## [Problem]
Copying nothing before it, reproduce the line that holds "[[174, 389], [44, 283], [79, 429]]" and every line after it in the data, exactly.

[Saved entries]
■ ■ ■ ■ ■ ■ ■

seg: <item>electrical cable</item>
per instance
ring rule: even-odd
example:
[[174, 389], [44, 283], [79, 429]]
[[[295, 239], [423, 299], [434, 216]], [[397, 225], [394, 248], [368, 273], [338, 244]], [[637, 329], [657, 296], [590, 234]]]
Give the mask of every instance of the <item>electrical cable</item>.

■ ■ ■ ■ ■ ■ ■

## [Written solution]
[[174, 389], [44, 283], [79, 429]]
[[[295, 239], [423, 299], [434, 216]], [[397, 225], [394, 248], [368, 273], [338, 244]], [[637, 329], [657, 296], [590, 234]]]
Give the mask of every instance of the <item>electrical cable</item>.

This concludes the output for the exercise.